TRY IT
Your answer is the lines below, exactly, from the one that contains "Target: pumpkin skin" through the one that contains "of the green", both included.

[Start of Attachment]

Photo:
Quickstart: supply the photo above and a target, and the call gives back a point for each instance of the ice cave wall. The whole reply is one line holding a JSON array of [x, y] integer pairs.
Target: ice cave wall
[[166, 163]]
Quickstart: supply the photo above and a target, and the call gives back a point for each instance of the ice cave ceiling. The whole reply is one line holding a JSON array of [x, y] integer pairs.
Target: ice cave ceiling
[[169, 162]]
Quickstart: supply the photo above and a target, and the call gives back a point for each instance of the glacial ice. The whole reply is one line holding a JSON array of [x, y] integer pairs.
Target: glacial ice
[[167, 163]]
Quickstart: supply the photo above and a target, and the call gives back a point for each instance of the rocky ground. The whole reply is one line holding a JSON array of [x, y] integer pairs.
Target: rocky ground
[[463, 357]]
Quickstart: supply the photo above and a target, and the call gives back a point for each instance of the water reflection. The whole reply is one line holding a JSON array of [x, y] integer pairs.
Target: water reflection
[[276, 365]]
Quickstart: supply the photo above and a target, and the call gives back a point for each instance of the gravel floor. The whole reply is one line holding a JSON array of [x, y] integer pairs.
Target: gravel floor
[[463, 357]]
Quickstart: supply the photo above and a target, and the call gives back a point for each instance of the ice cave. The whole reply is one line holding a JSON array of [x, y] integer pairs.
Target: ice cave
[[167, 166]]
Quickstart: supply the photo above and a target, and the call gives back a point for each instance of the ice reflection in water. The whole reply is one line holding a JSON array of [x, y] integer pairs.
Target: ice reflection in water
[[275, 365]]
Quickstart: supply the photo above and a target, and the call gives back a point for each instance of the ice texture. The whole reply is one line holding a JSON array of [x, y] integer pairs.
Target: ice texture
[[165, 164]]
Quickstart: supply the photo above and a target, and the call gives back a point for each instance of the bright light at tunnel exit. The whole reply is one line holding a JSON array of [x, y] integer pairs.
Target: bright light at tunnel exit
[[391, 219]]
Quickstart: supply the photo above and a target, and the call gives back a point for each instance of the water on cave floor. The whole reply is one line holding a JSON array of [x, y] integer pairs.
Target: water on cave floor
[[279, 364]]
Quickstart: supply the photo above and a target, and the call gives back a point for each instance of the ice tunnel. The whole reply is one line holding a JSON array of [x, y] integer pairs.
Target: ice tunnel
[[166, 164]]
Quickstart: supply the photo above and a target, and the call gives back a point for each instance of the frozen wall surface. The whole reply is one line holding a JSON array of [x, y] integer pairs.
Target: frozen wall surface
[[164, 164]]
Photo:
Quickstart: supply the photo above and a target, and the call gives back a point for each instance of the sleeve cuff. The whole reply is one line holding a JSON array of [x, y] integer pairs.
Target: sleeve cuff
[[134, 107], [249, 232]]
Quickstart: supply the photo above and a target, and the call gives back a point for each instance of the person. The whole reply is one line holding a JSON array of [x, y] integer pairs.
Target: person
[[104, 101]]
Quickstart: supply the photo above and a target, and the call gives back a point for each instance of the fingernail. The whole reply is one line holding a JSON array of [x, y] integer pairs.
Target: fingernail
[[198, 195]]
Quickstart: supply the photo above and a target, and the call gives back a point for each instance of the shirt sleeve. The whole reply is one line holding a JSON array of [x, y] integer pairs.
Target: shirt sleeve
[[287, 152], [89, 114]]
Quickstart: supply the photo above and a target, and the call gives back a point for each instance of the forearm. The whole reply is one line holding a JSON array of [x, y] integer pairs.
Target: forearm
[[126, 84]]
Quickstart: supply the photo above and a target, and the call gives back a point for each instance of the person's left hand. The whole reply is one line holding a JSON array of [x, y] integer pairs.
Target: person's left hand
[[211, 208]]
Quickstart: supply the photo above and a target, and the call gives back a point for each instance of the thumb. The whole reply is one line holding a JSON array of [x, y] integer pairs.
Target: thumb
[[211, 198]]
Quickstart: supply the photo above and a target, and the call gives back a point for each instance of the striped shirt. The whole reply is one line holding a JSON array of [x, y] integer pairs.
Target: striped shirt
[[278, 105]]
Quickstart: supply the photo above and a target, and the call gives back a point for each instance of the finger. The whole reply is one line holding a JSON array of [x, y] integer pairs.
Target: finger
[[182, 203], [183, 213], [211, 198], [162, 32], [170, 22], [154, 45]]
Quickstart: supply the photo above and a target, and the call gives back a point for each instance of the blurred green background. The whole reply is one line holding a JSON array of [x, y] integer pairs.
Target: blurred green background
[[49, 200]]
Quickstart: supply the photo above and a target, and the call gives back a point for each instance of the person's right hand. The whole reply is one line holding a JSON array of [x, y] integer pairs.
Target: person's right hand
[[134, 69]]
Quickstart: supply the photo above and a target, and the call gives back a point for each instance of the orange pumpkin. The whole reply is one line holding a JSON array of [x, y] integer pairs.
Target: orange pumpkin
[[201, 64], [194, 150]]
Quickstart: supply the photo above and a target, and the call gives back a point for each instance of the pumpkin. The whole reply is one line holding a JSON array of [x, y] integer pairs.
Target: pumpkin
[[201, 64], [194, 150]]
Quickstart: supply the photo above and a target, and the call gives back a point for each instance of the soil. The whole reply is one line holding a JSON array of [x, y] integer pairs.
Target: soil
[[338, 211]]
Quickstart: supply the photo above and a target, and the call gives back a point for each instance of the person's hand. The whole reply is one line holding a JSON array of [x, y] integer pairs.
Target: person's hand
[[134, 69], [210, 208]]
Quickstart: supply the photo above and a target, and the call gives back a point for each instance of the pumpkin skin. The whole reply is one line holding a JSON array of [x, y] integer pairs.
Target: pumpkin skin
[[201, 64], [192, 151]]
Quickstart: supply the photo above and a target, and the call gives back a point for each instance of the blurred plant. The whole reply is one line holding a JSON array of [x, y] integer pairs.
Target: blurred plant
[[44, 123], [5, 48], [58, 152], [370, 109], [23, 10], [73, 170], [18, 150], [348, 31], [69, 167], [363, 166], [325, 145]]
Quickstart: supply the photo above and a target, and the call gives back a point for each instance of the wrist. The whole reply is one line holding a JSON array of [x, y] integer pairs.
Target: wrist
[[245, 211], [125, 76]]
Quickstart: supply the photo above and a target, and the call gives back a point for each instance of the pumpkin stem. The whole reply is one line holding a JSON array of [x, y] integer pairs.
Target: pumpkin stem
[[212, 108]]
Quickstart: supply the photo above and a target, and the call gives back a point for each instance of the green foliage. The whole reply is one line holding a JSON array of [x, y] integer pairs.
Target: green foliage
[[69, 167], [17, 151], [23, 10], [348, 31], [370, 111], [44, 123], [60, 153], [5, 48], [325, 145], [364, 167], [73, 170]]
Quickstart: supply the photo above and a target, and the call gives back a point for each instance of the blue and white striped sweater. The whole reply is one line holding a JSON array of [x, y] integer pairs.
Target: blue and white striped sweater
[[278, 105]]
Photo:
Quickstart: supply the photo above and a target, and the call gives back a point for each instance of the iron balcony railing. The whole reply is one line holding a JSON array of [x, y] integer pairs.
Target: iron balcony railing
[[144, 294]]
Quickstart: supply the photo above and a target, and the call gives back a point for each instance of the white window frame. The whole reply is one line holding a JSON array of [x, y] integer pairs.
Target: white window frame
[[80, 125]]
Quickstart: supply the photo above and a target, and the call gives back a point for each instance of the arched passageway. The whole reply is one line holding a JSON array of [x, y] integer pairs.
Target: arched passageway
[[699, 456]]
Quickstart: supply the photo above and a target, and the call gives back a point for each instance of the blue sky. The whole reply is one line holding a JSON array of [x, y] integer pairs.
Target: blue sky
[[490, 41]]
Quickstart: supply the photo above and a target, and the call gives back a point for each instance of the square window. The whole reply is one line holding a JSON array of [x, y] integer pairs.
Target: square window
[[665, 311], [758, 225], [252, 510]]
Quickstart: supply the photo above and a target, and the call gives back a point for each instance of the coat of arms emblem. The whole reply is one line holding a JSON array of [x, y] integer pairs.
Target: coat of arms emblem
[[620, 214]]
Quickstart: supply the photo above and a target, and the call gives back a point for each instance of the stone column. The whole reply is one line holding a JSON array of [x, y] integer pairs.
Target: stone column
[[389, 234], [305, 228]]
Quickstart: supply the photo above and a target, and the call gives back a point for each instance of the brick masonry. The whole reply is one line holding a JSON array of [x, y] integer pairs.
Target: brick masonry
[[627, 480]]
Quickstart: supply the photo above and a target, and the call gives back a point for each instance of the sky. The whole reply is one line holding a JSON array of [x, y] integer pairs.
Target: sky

[End of Attachment]

RESULT
Target: pumpkin skin
[[201, 64], [192, 151]]
Quickstart: supply the photo above and a target, and the call gives back a point for each instance of the blurred plant. The whole reply is one line holding a JSON array of [x, y] integer pairs.
Target: blurred plant
[[44, 123], [5, 48], [58, 152], [370, 109], [23, 10], [73, 170], [18, 150], [348, 31], [69, 167], [363, 166], [325, 145]]
Quickstart: supply the photo above and a target, and the call gives back a point for each instance of the wrist. The whole reply is one line holding a JSON array of [x, y] integer pairs.
Target: wrist
[[245, 211], [125, 76]]
Quickstart: supply the photo above and a target, and the call gives back a point for each instance of the pumpkin stem. The whole reply is one line holding a JSON array of [x, y] integer pairs.
Target: pumpkin stem
[[212, 108]]
Quickstart: supply the photo above and a target, and the call gives back a point for each instance of the green foliage. The whole reply is one line holding a JSON array of [x, y] integer pairs.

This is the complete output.